**Kaynaktan alıntı:**

▼

Halkın gönlünü kazanacağız
Ünlü tenor Murat Karahan ve Limak Vakfı Yönetim Kurulu Başkanı Ebru Özdemir ile bu yıl 7’nci yaşını kutlayan ve yeni yıl konserine hazırlanan Limak Filarmoni Orkestrası’nı konuştuk.
Ece ULUSUM
Limak Vakfı tarafından 2017’de kurulan Limak Filarmoni Orkestrası, geleneksel yeni yıl konserlerine başlıyor. Dünyaca ünlü tenorlar Murat Karahan, Ramon Vargas ve Rame Lahaj ile İstanbul, İzmir ve Ankara’da sahne alacak olan Limak Filarmoni Orkestrası, özenle seçilmiş eserlerden oluşan repertuarları ile müzikseverler ile bir araya gelecek. İlk konser 23 Şubat’ta Zorlu Performans Sanatları Merkezi Turkcell sahnesinde yapılacak. Konserlerin öncesinde ünlü tenor Murat Karahan ve Limak Vakfı Yönetim Kurulu Başkanı Ebru Özdemir ile konuştuk.
Limak Vakfı’nın bir paydaşı daha doğrusu yoldaşı olmanın sizin için kıymetini biraz anlatır mısınız?
Limak Filarmoni Orkestrası’nın temel kuruluş amaçlarından bir tanesi; belki de ilki, çok sesli müziği geniş kitlelere yayabilmek ve tanıtabilmek. Bu sebeple klasik müzik konserlerinin, hem senfonik hem de opera eserlerinin yanı sıra, zaman zaman popüler eserleri de çoksesli halde seslendiriyoruz. Halkın senfonik orkestralara ve filarmoni orkestralarına ön yargısını kırabilmeyi ve halkımızın, müziğin bu en zengin şekilde icrasından istifade edebilmesini sağlamayı amaçlıyoruz.
Konserler bu yıl İstanbul, İzmir ve Ankara’da gerçekleşecek. İlerleyen yıllarda yeni iller eklenebilir mi?
Limak Filarmoni Orkestrası artık gelenekselleşen şekilde her sene yeni yıl konserleri ve yaz konserleri düzenliyor. Farklı konserlerimiz de oluyor. Gelecek seneden itibaren, önce bir oda orkestrası ve takiben biraz daha büyüyen bir orkestra ile yerleşik olarak aylık konserlere dönüş planımız var. Bu kapsamda farklı şehirler de söz konusu olabilir. Bu yıl yine yaz konserleri de olacaktır.
Geçen yıl Rame Lahaj ile sahne almıştınız ve dakikalarca alkışlanmıştınız. Rame Bey’in enerjisi ve uyumunuz çok dikkat çekmişti. Kendisinin bu yıl da size eşlik etmesinin sebeplerinden biri de bu mu?

▲

**Yazılı alıştırma A:** Lütfen şu ifadelerin orkestra söyleşisiyle uyuşup uyuşmadığını evet ya da hayır diyerek belirtin ve her cevabı söyleşiden birebir alıntılanmış belirleyici sözlerle destekleyin: (i) Limak Filarmoni Orkestrası 2017'de Limak Vakfı tarafından kuruldu. (ii) Orkestra bu yıl yaz konseri vermeyecek. (iii) Orkestra zaman zaman popüler eserleri de çok sesli olarak seslendiriyor.

**Kayıtlı girdiler:**

▼

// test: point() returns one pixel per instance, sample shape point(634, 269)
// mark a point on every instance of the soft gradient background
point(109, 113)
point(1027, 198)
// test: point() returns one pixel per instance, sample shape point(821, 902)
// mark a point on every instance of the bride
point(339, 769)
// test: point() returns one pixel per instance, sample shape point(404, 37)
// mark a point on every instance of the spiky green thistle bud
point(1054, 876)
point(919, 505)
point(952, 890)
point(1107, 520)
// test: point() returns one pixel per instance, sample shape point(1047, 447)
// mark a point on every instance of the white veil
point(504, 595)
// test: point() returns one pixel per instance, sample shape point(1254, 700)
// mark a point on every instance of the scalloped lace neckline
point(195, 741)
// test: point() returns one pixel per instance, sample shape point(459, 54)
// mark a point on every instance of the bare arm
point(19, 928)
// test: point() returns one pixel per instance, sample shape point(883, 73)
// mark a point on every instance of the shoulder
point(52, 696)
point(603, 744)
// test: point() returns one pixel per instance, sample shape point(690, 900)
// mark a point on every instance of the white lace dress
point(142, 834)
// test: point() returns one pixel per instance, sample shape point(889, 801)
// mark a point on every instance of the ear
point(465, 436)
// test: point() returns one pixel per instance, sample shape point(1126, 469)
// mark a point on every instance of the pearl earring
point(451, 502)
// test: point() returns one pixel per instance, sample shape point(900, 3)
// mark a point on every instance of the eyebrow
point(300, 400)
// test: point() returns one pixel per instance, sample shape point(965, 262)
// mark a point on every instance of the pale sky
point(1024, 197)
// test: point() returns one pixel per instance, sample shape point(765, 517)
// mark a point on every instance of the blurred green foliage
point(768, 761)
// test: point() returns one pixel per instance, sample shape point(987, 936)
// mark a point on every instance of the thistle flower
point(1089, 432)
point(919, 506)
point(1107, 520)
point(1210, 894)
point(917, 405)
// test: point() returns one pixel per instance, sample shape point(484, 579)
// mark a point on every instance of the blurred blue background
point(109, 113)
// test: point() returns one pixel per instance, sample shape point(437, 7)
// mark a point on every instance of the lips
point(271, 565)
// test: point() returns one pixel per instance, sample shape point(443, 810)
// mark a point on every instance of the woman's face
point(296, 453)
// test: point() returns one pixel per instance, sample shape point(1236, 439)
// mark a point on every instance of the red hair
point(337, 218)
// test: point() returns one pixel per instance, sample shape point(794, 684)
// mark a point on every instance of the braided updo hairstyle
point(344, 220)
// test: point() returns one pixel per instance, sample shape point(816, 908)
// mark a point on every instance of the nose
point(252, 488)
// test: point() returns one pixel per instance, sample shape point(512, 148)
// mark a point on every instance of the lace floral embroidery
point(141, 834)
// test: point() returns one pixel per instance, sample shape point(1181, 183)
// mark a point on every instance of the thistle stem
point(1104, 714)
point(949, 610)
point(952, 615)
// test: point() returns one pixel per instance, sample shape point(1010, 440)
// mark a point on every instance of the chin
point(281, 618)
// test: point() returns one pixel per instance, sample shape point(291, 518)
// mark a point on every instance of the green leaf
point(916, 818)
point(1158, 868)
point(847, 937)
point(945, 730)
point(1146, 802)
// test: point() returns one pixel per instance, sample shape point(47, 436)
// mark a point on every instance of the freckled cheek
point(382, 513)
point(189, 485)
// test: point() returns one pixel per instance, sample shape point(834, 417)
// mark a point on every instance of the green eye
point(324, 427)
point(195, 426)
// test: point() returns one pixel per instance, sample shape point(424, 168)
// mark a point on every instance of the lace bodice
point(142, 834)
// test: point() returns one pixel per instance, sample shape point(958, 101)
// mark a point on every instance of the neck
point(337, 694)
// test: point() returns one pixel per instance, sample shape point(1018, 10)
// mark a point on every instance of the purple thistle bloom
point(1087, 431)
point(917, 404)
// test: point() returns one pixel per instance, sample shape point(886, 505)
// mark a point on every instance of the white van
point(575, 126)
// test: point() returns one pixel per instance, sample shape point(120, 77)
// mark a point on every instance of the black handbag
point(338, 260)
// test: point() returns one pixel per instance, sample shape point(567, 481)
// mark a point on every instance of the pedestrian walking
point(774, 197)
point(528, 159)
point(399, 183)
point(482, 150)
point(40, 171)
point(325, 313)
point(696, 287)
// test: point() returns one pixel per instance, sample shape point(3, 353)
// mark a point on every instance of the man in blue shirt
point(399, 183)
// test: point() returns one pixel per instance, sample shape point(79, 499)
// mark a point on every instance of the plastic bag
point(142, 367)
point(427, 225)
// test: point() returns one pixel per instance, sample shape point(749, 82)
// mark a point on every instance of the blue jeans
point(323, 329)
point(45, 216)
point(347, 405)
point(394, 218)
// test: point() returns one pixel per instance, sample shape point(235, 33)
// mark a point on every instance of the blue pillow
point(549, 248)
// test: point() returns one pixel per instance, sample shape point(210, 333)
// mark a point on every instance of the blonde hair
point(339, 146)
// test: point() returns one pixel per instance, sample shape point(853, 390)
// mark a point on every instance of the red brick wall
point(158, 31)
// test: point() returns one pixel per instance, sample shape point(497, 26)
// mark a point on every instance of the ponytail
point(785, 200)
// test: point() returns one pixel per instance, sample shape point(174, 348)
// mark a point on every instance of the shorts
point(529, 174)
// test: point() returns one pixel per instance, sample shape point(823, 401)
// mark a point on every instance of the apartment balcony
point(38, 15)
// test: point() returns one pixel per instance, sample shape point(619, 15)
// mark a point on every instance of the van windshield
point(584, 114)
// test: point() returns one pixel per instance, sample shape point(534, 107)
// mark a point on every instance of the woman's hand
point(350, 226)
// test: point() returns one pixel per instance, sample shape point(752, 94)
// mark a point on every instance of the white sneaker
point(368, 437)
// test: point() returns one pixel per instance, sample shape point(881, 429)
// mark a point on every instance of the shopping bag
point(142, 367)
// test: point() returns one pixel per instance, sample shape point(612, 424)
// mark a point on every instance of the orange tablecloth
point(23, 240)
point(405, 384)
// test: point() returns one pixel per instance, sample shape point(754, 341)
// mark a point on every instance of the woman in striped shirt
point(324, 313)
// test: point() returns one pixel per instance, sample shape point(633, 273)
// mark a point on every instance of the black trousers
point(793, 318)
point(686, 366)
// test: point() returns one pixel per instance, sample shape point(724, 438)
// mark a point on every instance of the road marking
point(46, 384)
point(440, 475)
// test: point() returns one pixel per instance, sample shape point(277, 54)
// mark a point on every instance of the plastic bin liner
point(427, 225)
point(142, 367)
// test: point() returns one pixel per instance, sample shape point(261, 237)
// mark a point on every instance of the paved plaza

▲

**Yazılı alıştırma B:** Girdilerde "shape point(1181, 183)" içeren satırdan başlayıp "point(1146, 802)" içeren satıra kadar uzanan satırları, bu iki satır da dahil olmak üzere, hiçbir değişiklik yapmadan kopyalayın.

**Tam cevap A:**
(i) Evet: "Limak Vakfı tarafından 2017’de kurulan Limak Filarmoni Orkestrası"
(ii) Hayır: "Bu yıl yine yaz konserleri de olacaktır."
(iii) Evet: "zaman zaman popüler eserleri de çoksesli halde seslendiriyoruz"

**Tam cevap B:**
// test: point() returns one pixel per instance, sample shape point(1181, 183)
// mark a point on every instance of the thistle stem
point(1104, 714)
point(949, 610)
point(952, 615)
// test: point() returns one pixel per instance, sample shape point(1010, 440)
// mark a point on every instance of the chin
point(281, 618)
// test: point() returns one pixel per instance, sample shape point(291, 518)
// mark a point on every instance of the green leaf
point(916, 818)
point(1158, 868)
point(847, 937)
point(945, 730)
point(1146, 802)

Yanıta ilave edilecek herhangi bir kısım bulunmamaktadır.